## Consigne
Extrayez mot pour mot le passage de l'extrait sur le sans-abrisme en Suisse qui commence par «Cela n’empêche pas» et se termine par «garde des enfants.».

## Extrait fourni
━━━━━━
Voilà donc pour les clichés. Peut-on savoir qui ils sont vraiment?
Des chiffres globaux n'existent pas. La recherche européenne montre que les personnes les plus pauvres sont issues des classes sociales les plus défavorisées et que, parmi elles, il y a beaucoup des personnes racisées. Ce sont les plus vulnérabilisées sur le marché du travail et sur le marché du logement. Ce qu'il faut garder à l'esprit, c'est que la pauvreté émerge des structures sociales: les inégalités de classe, de sexe et les discriminations liées au racisme en particulier.
De quelle manière?
A travers des rapports de domination qui se traduisent dans des lois et dans des politiques à la fois locales, nationales et européennes. Prenons l'exemple des travailleuses et des travailleurs européens, qui se déplacent là où il y a du travail en vertu du droit de libre circulation. Du travail, il y en a en Suisse, notamment dans la construction et dans l’agriculture.
Par conséquent, elles ont de la peine à stabiliser leur statut de séjour, ne peuvent pas disposer d'un logement. Et elles n’ont pas accès à l’aide sociale parce qu’elles sont tenues de «disposer des moyens financiers nécessaires à leur séjour».
Quelle est la situation des migrants non européens?
Non seulement ces personnes n'ont pas droit à l'aide sociale, mais elles n'ont pas d'accès à notre marché du travail, car le droit au travail est contingenté et conditionné à l’établissement de la preuve qu’aucun ressortissant suisse ou provenant d’un pays de l’UE ou de l’AELE n’a le profil requis pour occuper le poste.
Cela n’empêche pas que des personnes vivent en Suisse depuis des années et y travaillent, de manière non déclarée, et donc sans aucun droit. On peut penser aux femmes qui exercent une activité dans le travail domestique, par exemple le ménage ou la garde des enfants.
Cette problématique touche-t-elle également des Suisses?
Bien entendu, il y a également des personnes, suisses ou disposant d’un droit de résidence en Suisse, qui ont théoriquement droit aux prestations de l’aide sociale, ce qui devrait les éloigner du sans-abrisme. Mais elles ne la demandent pas.
Elles décident donc de se débrouiller seules. D’autres craignent de perdre leur permis de séjour, parfois durement acquis, en raison de la condition de ne pas dépendre «durablement et dans une large mesure de l’aide sociale» à laquelle la prolongation de leur permis est soumise.
Comment le problème est traité en Suisse?
Le traitement du sans-abrisme en Suisse est très inéquitable, quand il n’est pas simplement ignoré. En raison du fédéralisme, chaque canton et chaque commune met en place ses propres structures, quand elles existent. Dans certains endroits, il n'y en a pas. Dans d'autres, il y a des programmes d’aide sociale, mais qui s'adressent à certaines catégories, par exemple aux personnes toxicodépendantes. Pour les gens qui sortent de ces cases, il n'y a parfois rien du tout.
━━━━━━
## Entrées sauvegardées
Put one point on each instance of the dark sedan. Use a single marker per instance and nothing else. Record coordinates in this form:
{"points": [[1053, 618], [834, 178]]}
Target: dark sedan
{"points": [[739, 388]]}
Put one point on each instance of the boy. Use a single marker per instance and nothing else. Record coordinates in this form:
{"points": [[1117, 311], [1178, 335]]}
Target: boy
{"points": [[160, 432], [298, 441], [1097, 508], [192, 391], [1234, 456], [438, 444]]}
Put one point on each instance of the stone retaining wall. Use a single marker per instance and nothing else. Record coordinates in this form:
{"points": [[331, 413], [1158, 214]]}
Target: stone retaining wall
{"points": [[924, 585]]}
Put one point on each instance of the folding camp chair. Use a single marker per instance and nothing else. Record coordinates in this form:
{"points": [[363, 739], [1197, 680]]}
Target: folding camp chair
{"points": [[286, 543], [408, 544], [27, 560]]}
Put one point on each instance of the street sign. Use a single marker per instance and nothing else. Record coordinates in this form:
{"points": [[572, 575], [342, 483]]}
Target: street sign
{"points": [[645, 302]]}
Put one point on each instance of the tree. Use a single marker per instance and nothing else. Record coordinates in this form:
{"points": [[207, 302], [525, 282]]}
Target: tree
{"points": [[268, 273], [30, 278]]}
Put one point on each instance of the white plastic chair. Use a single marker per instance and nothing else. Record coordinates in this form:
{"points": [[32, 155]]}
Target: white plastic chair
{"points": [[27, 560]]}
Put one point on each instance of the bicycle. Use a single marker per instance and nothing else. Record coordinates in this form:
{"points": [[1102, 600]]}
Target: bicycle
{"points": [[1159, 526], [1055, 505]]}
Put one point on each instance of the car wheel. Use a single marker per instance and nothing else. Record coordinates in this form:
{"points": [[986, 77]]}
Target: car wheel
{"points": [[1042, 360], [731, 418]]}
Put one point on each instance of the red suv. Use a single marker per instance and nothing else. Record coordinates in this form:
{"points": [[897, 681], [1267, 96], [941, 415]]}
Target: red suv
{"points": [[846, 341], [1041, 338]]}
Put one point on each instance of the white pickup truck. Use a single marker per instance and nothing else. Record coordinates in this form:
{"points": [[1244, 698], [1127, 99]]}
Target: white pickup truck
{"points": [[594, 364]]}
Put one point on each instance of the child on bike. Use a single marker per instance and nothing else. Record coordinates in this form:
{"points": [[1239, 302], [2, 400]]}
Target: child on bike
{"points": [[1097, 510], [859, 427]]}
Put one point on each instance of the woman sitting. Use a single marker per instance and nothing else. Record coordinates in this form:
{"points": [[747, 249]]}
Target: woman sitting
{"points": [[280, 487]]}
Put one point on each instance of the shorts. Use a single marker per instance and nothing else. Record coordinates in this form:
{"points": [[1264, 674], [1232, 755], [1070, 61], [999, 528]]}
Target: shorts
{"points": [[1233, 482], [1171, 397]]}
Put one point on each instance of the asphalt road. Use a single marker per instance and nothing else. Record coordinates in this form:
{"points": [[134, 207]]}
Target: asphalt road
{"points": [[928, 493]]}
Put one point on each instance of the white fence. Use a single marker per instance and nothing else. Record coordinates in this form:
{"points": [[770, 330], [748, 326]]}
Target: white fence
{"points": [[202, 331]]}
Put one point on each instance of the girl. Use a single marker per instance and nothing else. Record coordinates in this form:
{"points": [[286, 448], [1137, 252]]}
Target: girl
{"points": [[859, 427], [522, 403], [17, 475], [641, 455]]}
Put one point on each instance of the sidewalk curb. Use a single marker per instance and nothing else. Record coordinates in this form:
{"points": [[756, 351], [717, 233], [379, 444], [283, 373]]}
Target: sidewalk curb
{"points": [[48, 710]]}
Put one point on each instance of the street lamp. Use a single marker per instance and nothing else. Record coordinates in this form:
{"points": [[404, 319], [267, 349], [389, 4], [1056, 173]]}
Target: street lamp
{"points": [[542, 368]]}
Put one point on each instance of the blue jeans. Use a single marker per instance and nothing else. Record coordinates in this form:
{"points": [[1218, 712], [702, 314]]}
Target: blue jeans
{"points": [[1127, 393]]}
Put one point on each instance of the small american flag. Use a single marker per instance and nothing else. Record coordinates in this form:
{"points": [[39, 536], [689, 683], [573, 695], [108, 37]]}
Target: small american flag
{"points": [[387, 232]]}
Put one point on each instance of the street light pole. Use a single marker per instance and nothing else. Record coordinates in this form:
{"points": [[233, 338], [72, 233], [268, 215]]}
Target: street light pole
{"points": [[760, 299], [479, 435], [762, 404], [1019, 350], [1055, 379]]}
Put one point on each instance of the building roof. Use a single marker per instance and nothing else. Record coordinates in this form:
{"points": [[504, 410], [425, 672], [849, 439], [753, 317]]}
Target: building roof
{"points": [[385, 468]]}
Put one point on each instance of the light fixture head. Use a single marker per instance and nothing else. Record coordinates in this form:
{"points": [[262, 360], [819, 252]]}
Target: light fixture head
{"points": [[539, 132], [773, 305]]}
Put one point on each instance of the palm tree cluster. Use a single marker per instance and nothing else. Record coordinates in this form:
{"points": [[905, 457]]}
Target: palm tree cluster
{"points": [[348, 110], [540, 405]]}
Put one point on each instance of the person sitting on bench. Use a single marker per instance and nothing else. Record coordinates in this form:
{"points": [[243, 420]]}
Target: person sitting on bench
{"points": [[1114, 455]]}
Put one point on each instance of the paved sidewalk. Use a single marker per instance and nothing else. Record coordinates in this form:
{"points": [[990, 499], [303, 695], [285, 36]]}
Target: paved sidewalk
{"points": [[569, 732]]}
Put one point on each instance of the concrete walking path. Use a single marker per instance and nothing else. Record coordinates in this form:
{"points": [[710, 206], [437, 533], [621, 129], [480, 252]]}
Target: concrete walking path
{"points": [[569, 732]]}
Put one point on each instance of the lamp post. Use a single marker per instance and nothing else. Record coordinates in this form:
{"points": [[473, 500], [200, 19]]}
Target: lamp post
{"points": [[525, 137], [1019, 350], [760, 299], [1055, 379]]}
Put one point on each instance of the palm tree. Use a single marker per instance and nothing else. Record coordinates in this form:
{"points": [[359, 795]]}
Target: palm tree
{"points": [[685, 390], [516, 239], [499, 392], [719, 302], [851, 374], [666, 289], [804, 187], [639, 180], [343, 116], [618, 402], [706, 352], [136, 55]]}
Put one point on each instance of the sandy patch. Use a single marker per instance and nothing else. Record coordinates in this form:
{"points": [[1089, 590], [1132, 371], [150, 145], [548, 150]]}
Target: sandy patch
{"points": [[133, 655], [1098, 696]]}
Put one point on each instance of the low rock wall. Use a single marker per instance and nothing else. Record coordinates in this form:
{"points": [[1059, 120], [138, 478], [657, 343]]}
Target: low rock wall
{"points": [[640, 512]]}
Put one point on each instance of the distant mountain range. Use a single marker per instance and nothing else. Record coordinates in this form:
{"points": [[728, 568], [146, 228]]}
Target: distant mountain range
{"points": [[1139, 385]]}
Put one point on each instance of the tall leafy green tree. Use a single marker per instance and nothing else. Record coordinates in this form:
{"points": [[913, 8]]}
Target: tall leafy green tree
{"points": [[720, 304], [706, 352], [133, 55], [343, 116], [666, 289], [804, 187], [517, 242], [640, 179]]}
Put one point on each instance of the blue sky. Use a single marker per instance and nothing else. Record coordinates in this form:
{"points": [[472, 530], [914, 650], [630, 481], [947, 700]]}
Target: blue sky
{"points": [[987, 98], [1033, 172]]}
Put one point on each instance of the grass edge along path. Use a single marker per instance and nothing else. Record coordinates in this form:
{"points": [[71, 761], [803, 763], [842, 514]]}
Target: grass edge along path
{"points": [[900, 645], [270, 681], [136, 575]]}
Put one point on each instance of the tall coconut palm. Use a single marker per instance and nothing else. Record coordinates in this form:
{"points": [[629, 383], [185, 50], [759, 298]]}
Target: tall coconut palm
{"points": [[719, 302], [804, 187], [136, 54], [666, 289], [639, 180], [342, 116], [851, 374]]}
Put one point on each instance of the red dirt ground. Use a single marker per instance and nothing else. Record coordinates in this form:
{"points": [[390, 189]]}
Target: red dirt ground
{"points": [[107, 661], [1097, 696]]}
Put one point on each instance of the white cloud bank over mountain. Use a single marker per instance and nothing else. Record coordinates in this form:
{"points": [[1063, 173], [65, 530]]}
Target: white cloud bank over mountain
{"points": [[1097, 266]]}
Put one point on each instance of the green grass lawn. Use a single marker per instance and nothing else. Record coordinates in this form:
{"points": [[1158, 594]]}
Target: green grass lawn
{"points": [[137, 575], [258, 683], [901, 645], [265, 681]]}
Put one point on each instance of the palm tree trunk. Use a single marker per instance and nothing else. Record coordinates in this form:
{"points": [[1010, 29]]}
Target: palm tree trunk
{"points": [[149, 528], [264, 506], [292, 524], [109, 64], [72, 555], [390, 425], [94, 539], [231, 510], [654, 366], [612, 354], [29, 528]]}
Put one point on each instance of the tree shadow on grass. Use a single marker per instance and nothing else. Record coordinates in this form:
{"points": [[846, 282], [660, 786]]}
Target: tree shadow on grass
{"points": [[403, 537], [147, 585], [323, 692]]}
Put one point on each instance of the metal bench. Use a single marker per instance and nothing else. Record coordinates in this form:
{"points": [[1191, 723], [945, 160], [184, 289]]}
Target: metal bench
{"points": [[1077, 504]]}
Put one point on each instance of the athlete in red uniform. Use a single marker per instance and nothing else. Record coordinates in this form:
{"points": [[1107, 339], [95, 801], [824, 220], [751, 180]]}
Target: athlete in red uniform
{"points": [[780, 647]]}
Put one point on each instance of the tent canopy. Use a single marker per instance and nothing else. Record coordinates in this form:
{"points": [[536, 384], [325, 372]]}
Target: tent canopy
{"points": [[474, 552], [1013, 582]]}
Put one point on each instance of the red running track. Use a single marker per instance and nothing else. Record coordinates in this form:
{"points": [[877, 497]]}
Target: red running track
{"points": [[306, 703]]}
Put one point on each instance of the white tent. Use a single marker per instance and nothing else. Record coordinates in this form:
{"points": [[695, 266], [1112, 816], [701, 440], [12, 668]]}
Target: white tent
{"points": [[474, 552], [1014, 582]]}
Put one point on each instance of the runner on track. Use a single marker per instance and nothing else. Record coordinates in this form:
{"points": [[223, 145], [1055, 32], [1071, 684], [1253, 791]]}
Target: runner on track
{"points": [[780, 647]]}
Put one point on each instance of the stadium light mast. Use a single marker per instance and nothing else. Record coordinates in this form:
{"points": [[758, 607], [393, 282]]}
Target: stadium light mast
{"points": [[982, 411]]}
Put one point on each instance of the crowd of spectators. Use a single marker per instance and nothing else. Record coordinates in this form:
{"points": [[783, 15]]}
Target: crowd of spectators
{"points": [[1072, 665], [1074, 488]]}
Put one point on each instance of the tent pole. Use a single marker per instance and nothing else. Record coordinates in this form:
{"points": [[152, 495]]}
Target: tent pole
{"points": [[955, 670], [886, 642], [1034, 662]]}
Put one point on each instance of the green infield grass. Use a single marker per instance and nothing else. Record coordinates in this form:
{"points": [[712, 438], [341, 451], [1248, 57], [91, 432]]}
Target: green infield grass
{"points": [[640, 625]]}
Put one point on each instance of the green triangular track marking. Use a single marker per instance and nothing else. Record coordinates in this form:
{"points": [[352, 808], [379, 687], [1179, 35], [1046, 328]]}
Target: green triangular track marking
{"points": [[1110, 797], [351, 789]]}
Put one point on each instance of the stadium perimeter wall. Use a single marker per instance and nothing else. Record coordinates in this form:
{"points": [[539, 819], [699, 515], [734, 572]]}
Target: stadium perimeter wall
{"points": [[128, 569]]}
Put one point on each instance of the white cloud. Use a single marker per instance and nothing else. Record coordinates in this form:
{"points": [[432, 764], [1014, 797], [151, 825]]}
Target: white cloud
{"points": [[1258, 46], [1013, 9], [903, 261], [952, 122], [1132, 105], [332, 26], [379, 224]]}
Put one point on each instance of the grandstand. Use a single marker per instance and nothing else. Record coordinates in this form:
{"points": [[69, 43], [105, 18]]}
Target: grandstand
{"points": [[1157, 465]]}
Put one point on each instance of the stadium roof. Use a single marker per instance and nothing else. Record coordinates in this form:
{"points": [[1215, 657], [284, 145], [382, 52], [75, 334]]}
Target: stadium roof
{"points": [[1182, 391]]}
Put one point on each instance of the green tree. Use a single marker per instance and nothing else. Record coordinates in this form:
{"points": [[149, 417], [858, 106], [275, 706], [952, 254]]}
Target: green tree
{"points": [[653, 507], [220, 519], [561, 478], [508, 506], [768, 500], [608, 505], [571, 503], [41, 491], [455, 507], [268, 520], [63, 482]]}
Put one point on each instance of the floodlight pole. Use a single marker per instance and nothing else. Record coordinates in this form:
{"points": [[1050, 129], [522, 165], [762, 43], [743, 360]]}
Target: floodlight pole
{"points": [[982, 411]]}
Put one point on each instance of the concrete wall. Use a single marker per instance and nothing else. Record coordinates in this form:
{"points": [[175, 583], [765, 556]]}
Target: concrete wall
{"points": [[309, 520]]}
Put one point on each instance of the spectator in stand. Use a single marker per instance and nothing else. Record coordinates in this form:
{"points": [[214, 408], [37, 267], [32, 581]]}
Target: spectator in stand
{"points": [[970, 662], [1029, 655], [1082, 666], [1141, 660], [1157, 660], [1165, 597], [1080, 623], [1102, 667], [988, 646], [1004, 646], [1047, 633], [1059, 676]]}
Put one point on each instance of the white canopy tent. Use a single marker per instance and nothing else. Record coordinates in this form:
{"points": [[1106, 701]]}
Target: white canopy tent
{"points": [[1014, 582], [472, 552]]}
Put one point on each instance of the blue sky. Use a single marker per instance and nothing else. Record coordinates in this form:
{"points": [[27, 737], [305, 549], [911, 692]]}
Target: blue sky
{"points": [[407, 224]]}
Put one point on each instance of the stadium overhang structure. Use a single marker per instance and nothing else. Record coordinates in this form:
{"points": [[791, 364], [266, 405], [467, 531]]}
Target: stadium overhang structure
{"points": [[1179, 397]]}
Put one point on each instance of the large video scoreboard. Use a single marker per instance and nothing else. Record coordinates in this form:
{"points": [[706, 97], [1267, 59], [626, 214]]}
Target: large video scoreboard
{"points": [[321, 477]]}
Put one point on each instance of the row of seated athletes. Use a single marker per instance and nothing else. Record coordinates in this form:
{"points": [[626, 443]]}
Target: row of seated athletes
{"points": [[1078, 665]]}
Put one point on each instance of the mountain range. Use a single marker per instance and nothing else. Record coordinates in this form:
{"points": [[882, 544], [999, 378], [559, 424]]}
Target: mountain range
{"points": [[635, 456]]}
━━━━━━
## Exercice corrigé
Cela n’empêche pas que des personnes vivent en Suisse depuis des années et y travaillent, de manière non déclarée, et donc sans aucun droit. On peut penser aux femmes qui exercent une activité dans le travail domestique, par exemple le ménage ou la garde des enfants.